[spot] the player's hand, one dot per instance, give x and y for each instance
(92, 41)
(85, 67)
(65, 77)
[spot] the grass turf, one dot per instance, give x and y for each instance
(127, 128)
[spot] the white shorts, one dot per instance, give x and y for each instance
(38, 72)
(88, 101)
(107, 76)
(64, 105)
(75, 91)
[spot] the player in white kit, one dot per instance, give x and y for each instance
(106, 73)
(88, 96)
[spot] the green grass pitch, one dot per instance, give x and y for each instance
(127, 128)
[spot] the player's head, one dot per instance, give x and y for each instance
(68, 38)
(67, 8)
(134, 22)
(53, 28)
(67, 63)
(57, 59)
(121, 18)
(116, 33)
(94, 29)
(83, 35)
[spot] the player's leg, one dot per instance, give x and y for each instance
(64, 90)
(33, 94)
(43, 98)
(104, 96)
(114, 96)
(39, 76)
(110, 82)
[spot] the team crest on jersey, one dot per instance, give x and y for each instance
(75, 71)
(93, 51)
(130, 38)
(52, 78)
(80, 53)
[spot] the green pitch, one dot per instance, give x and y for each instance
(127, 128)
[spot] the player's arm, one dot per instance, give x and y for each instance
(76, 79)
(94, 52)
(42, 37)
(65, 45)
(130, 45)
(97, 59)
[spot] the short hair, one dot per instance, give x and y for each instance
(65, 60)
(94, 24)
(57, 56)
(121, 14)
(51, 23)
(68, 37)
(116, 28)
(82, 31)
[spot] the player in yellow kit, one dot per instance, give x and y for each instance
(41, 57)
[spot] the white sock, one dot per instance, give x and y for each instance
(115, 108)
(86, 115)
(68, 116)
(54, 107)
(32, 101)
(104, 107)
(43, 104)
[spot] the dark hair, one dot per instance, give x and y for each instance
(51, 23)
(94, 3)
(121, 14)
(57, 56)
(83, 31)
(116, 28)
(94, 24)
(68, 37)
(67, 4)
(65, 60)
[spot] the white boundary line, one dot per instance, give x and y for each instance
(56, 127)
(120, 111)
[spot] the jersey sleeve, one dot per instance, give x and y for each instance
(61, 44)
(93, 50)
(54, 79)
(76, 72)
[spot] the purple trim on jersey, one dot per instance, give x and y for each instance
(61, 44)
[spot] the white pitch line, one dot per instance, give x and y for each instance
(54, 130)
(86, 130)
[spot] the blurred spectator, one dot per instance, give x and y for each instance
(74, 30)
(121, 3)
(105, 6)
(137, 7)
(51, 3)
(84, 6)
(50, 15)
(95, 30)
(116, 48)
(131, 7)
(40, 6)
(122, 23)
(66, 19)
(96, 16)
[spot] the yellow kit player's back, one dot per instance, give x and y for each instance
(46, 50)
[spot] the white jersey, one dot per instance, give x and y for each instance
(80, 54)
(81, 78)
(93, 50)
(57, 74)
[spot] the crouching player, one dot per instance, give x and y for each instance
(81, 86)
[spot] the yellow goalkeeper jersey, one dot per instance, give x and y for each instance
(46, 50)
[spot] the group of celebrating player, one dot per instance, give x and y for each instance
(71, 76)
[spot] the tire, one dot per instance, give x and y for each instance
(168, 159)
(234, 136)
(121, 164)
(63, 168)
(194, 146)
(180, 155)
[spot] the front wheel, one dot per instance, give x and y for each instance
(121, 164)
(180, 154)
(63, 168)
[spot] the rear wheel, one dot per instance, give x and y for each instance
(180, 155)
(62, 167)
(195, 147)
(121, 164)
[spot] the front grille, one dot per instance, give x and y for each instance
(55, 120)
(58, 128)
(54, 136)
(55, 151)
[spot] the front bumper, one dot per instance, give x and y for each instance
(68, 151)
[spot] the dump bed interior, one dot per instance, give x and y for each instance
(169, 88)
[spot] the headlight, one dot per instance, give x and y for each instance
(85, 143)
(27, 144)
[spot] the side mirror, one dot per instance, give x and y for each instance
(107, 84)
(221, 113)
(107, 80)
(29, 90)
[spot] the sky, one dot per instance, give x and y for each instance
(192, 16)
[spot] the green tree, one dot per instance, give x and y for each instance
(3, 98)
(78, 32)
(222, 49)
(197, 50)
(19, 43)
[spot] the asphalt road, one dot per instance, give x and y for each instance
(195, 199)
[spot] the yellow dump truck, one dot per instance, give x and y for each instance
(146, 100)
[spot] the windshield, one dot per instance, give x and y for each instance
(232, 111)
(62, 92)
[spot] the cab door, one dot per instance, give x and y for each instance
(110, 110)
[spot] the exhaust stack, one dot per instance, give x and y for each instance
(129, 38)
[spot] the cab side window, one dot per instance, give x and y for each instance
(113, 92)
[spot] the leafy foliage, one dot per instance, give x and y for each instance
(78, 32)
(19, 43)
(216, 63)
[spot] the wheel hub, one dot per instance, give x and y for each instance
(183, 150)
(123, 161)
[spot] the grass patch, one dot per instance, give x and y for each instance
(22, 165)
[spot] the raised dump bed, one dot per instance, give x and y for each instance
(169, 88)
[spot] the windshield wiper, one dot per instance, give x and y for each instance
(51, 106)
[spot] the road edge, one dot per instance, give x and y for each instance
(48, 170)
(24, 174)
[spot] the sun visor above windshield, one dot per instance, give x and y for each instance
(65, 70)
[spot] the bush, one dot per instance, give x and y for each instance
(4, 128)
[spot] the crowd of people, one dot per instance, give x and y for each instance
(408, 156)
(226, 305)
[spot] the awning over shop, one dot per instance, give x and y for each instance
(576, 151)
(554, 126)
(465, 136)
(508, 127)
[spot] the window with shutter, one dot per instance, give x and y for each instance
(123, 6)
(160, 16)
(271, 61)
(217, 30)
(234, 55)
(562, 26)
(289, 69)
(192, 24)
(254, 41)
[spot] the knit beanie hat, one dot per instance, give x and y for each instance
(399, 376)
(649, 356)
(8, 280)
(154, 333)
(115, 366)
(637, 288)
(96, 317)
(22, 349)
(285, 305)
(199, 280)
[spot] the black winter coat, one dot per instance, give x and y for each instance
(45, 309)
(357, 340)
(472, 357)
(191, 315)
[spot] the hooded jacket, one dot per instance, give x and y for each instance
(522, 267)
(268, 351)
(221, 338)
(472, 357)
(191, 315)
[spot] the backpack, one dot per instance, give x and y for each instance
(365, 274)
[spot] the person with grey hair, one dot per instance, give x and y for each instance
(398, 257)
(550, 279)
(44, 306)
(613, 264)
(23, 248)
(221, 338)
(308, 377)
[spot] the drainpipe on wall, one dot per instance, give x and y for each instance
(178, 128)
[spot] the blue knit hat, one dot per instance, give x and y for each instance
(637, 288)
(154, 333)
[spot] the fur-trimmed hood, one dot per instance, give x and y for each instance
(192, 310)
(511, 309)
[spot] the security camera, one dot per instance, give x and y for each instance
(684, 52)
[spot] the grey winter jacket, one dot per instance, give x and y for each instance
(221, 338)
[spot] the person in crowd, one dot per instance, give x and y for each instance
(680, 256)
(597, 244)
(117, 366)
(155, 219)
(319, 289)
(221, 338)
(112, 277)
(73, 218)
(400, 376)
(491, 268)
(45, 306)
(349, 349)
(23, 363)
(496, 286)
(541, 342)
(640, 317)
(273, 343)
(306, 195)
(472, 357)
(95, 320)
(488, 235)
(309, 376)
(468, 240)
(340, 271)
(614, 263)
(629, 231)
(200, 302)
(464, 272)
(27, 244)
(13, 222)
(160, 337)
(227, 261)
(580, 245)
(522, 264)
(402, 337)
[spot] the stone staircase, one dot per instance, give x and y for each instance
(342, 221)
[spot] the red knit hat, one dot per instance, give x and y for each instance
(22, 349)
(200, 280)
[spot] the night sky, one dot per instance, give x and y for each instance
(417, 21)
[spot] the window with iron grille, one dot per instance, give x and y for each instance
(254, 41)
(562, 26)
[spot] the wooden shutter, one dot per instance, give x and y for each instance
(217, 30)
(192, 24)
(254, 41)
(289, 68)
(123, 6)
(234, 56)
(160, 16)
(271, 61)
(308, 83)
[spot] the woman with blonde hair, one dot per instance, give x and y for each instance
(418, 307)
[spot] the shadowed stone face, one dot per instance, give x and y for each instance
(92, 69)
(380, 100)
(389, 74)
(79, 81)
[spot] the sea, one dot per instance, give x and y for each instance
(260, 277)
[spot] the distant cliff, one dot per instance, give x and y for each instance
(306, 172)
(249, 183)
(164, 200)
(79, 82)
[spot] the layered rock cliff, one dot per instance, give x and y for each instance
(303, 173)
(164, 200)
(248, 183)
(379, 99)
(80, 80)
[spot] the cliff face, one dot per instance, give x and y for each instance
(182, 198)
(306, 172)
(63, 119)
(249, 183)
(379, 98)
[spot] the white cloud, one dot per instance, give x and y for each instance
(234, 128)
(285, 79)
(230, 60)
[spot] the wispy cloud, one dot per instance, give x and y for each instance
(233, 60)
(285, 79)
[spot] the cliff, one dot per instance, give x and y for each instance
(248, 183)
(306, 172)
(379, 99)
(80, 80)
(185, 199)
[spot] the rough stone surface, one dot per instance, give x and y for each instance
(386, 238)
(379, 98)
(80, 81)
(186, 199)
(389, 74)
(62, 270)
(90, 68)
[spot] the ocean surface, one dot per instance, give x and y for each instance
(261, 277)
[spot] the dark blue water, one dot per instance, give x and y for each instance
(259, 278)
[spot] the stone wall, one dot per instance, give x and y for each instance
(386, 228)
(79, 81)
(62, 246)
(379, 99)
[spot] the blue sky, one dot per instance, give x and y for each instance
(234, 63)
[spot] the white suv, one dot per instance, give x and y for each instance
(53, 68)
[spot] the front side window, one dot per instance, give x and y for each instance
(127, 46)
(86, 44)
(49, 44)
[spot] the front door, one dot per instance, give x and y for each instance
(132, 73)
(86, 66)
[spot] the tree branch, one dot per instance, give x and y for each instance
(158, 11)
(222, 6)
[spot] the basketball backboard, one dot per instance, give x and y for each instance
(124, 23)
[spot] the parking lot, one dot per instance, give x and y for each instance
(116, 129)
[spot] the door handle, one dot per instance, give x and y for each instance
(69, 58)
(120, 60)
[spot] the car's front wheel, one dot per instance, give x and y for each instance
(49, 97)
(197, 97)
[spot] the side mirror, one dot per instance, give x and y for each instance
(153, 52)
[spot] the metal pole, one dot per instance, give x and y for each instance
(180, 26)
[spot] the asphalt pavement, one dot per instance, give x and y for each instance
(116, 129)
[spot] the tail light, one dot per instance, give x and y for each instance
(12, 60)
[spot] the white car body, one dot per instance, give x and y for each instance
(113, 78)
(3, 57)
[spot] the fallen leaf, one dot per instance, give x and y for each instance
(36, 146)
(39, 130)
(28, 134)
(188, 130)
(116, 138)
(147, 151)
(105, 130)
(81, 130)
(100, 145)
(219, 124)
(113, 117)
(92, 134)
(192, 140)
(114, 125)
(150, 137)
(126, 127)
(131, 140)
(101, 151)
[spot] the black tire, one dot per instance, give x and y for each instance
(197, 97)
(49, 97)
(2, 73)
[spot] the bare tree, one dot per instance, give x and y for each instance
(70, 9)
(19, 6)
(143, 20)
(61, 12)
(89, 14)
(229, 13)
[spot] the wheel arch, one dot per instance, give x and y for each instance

◇ ◇ ◇ ◇ ◇

Task instructions:
Make an exact copy of every line from the one with "[spot] the tree" to the end of the data, with the first and last of those lines included.

Solution:
[spot] the tree branch, one dot per instance, give x and y for each instance
(158, 11)
(222, 6)
[spot] the basketball backboard, one dot per instance, give x and y for each instance
(124, 23)
[spot] the parking lot, one dot per instance, give x and y for each instance
(116, 129)
[spot] the door handle, one dot per instance, give x and y for each instance
(69, 58)
(120, 60)
[spot] the car's front wheel, one dot per instance, give x and y for each instance
(49, 97)
(197, 97)
[spot] the side mirror, one dot per instance, give x and y for each instance
(153, 52)
[spot] the metal pole, one dot per instance, give x and y for each instance
(180, 26)
[spot] the asphalt pavement, one dot per instance, give x and y for each instance
(116, 129)
[spot] the tail light, one dot per instance, give x and y for each instance
(12, 60)
[spot] the white car body, one dot per instance, give x and y for each instance
(113, 78)
(3, 57)
[spot] the fallen leaf, one dot per instance, give x and y for each instance
(36, 146)
(39, 130)
(28, 134)
(188, 130)
(116, 138)
(147, 151)
(105, 130)
(81, 130)
(100, 145)
(219, 124)
(113, 117)
(92, 134)
(192, 140)
(114, 125)
(150, 137)
(126, 127)
(131, 140)
(101, 151)
[spot] the black tire, one dot per instance, give x and y for each instance
(197, 97)
(49, 97)
(2, 73)
[spot] the bare tree, one dot per instance, give x and y for each instance
(70, 9)
(19, 6)
(143, 20)
(61, 12)
(89, 14)
(229, 13)
[spot] the wheel arch, one dot per instance, give x and y for each instance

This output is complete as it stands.